>>>>>

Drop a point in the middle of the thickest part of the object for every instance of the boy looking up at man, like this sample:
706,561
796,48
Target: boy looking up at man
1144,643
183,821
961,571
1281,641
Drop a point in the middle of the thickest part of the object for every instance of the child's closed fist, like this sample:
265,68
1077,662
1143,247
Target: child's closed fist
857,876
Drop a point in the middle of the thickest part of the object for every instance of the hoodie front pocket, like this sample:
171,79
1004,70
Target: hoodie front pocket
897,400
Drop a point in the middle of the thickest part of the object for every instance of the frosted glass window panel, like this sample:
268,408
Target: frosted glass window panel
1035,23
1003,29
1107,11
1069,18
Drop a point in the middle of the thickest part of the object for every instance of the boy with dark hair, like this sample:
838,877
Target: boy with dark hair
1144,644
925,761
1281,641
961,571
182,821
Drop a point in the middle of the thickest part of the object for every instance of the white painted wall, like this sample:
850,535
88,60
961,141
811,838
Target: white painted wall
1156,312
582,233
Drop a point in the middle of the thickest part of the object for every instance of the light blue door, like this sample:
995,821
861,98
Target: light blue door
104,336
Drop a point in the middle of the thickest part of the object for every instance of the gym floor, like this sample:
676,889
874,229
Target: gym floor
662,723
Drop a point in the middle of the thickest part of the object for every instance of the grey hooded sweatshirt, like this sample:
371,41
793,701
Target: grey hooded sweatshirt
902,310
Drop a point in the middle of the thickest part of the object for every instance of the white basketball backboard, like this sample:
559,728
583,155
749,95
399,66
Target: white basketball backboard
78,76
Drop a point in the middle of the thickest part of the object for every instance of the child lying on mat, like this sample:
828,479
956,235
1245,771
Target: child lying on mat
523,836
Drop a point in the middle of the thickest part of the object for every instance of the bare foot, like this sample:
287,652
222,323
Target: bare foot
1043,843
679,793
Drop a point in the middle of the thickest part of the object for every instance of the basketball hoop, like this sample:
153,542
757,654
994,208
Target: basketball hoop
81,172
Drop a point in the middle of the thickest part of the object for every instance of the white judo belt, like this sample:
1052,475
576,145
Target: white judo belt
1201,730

<<<<<

:: What to do ::
Copy every line from the one containing "of the basketball" through the final line, requests included. Scale each answer point coordinate by 0.95, rounding to whole numbers with halves going up, and leave the requests and their sample coordinates unchanged.

:: Full output ::
Drop a point in the middle of the thickest part of the object for every instance of the basketball hoop, like this sample:
153,542
757,654
994,208
Target: basketball hoop
77,163
Drop a point in the middle of the thickest part of the object for every instance of the white judo belt, like this sample:
1052,475
576,145
Target: white judo belt
1141,694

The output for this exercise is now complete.